_Text excerpt_
Jonah’s day gets worse. Not long after playing the biggest losing hand of his life, his daughter’s eye doctor tells him that her eyesight, which has already been riddled with disease, has grown so bad that she will be completely blind in weeks. Unable to break the devastating medical news to the daughter he already has a fractured relationship with, and unable to meet the demands of Tubby and his hired muscle Brick (Clé Bennett), Jonah drags his reluctant little girl on a road trip to see the Northern Lights—partly to give her a fleeting glimpse of something he considers to be indescribably beautiful, and partly to avoid the financially painful inevitability.

For a 95-minute drama with only three primary players and three supporting players, Borealis attempts to do a lot. This is a blessing for the film. It provides a wide open space for its considerable talent to put on display a litany of emotions and memories, plus it affords opportunities for the story to avoid cliché. But the film’s “don’t just swing for the fences, swing for the parking lot” approach is inevitably its curse, as the supersaturation of backstories, plot lines, ideas, and character motivations become more than the filmmakers can handle.

_Directions_
Quote the stretch of the Borealis review from "For a 95-minute" through "filmmakers can handle.".

_Provided information_

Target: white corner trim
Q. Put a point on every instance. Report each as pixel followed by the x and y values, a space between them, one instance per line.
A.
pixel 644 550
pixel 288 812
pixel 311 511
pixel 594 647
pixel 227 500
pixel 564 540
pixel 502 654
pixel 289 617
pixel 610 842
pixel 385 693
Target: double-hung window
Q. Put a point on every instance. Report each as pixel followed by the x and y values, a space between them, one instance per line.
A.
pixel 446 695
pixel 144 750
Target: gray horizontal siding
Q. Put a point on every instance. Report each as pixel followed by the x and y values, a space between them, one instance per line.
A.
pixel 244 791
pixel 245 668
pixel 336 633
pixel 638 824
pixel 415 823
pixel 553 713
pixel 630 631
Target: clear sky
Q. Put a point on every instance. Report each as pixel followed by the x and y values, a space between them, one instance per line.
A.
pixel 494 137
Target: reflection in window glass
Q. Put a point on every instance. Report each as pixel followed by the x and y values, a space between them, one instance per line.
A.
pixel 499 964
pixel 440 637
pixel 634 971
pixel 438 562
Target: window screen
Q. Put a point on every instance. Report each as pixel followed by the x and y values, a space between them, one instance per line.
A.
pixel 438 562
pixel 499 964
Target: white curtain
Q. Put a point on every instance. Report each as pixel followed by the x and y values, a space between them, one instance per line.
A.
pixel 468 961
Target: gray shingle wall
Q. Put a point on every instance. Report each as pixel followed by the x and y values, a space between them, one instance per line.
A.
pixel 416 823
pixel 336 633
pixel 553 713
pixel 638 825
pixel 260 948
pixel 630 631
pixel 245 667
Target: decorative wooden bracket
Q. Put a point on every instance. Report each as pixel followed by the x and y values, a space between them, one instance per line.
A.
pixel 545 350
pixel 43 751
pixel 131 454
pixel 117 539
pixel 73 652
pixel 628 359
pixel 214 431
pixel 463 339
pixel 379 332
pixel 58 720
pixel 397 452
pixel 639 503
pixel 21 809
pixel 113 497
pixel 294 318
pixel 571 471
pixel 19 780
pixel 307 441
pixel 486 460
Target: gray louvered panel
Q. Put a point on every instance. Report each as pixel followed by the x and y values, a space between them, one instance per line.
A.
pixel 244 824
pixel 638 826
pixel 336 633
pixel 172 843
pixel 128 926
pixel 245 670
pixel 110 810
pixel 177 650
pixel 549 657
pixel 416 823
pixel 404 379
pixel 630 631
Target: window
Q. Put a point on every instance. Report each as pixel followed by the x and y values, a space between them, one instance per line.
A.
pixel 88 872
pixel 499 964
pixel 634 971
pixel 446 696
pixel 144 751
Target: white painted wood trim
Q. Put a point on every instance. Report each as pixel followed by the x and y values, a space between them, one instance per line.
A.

_Response area_
For a 95-minute drama with only three primary players and three supporting players, Borealis attempts to do a lot. This is a blessing for the film. It provides a wide open space for its considerable talent to put on display a litany of emotions and memories, plus it affords opportunities for the story to avoid cliché. But the film’s “don’t just swing for the fences, swing for the parking lot” approach is inevitably its curse, as the supersaturation of backstories, plot lines, ideas, and character motivations become more than the filmmakers can handle.